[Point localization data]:

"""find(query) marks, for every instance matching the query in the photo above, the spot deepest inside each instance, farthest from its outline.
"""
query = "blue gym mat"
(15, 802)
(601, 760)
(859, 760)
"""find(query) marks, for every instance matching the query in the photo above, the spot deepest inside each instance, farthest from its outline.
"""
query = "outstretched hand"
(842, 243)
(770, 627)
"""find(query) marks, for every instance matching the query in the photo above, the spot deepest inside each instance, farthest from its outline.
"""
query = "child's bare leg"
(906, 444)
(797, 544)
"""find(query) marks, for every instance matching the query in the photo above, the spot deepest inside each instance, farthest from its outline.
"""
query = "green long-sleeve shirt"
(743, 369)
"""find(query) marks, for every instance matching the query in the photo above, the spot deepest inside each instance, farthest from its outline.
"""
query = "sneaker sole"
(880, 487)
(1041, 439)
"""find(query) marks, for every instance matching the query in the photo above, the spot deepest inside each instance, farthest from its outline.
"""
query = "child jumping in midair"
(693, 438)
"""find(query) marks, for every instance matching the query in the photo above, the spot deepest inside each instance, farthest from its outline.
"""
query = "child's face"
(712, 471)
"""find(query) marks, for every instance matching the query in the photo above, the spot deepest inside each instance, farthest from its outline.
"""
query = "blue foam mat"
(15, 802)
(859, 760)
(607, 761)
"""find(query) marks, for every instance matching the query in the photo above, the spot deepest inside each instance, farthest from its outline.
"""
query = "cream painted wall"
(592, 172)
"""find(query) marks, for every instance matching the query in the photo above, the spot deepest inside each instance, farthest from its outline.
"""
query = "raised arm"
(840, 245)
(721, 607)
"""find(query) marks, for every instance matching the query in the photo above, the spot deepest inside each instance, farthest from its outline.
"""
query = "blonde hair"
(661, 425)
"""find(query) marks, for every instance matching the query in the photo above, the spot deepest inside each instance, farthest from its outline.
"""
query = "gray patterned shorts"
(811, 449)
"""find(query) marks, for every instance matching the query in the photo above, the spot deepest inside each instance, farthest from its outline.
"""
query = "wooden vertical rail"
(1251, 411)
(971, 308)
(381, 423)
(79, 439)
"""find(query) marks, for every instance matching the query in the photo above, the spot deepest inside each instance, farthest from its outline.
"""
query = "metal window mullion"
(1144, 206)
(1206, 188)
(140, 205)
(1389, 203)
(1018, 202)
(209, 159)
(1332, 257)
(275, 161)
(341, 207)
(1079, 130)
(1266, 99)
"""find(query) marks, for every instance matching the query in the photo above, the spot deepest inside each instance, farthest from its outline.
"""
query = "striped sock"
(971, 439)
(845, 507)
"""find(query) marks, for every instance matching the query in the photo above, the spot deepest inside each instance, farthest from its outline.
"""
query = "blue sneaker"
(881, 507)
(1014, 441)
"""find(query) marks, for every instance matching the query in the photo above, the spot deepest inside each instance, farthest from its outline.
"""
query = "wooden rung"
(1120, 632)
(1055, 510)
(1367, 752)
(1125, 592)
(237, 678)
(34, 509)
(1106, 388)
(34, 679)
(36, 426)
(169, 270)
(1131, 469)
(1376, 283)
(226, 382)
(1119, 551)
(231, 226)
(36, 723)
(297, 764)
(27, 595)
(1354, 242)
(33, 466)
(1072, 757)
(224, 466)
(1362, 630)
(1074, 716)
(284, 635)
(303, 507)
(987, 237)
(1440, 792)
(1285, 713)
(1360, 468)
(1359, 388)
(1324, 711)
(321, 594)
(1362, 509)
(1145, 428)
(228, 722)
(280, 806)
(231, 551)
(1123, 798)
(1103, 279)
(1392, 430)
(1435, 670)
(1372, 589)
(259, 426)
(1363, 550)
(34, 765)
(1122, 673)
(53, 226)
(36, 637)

[Task details]: Beginning with the first line above, transcribe all of the data exactly.

[Response to this exercise]:
"""find(query) marks, for every instance matching the query in the photo above, the spot deepest inside each instance, farthest from its outline.
"""
query = "blue gym mat"
(15, 802)
(601, 760)
(859, 760)
"""find(query) marks, for every instance matching the query in the photo above, the spot deepest inside each instance, farthest from its outline.
"""
query = "outstretched hand"
(842, 243)
(770, 627)
"""find(query) marks, for every instance matching the query in the photo above, the spot deepest inside each instance, farthest from its outline.
"""
query = "child's bare leg"
(906, 444)
(797, 544)
"""find(query) marks, for every instance matching the query in the photo above, the spot deepest inside each instance, farthest from its outline.
"""
query = "green long-sleeve shirt"
(743, 369)
"""find(query) marks, for every instance matching the query in the photo above, the spot deepest inside each instance, farthest from its outline.
"""
query = "sneaker sole"
(880, 487)
(1041, 439)
"""find(query) marks, for every instance matching the query in the photo above, the spot deepest inside each instance, farthest from its outline.
"""
query = "child jumping in midair"
(693, 438)
"""find(query) marks, for every instance matching the query in the photo above, the spot deepest inside each instance, farthest from its outline.
"""
query = "child's face"
(712, 471)
"""find(query) marks, for every instance matching the query in the photo above, the spot deepest inside each instance, farthest from its outline.
"""
query = "blue foam mat"
(15, 802)
(859, 760)
(607, 761)
"""find(query) marks, for every instance matching the query in the photo above, the spot deepest inside each instance, farthest from its outline.
"""
query = "cream painted wall"
(592, 172)
"""find(query) marks, for every instance matching the query in the photo above, the spot deepest inside each instance, farthest from its outline.
"""
query = "raised arm"
(840, 245)
(721, 607)
"""find(query) marks, for every instance matching the query in the photo above, the spot deepest inside each instance, farthest from its outline.
"""
query = "blonde hair"
(661, 425)
"""find(query) marks, for every instance matching the query in the photo above, the spot deepest inside each instance, farthest from its outline.
"""
query = "gray patterned shorts"
(811, 449)
"""find(query) marks, for every instance matching the query in the photo above, the spot deepest inside each instance, farthest from its outline.
"""
query = "wooden vertical rail"
(1251, 411)
(971, 308)
(381, 423)
(79, 439)
"""find(query) marks, for every instance matching the query in the photo above, the spot deepest inside each instance, farthest from its outline.
"""
query = "metal window mullion"
(1144, 206)
(1206, 188)
(140, 205)
(1389, 203)
(1018, 202)
(209, 159)
(1332, 257)
(275, 161)
(341, 207)
(1079, 130)
(1266, 99)
"""find(query) marks, for every instance matching the query in the photo above, the spot deepest inside each instance, farthest from its outline.
"""
query = "striped sock"
(971, 439)
(845, 507)
"""find(query) marks, for every instance matching the query in the photo above, the spot deepest inside each instance, farthest from its outline.
"""
query = "blue sneaker"
(881, 507)
(1014, 441)
"""find(query) marks, for every instance matching the query in the photo above, the spot deepest inside each instance, farthest from its outline.
"""
query = "wooden rung"
(1120, 632)
(1055, 510)
(1367, 752)
(1125, 592)
(237, 678)
(34, 509)
(1106, 388)
(34, 679)
(36, 426)
(169, 270)
(1131, 469)
(1376, 283)
(226, 382)
(1119, 551)
(231, 226)
(36, 723)
(297, 764)
(27, 595)
(1354, 242)
(33, 466)
(1072, 757)
(224, 466)
(1362, 630)
(1074, 716)
(284, 635)
(303, 507)
(987, 237)
(1440, 792)
(1285, 713)
(1360, 468)
(1359, 388)
(1324, 711)
(321, 594)
(1362, 509)
(1145, 428)
(228, 722)
(280, 806)
(231, 551)
(1123, 798)
(1103, 279)
(1392, 430)
(1435, 670)
(1372, 589)
(259, 426)
(1363, 550)
(34, 765)
(1122, 673)
(53, 226)
(36, 637)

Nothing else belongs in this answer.